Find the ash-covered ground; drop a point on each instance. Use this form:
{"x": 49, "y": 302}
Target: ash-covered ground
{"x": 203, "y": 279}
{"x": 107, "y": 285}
________________________
What the task requires » Retype the whole listing above. Please keep it exact.

Solution to the exercise »
Find the ash-covered ground; drop a point on each instance. Use this form:
{"x": 49, "y": 302}
Target: ash-covered ground
{"x": 203, "y": 279}
{"x": 107, "y": 285}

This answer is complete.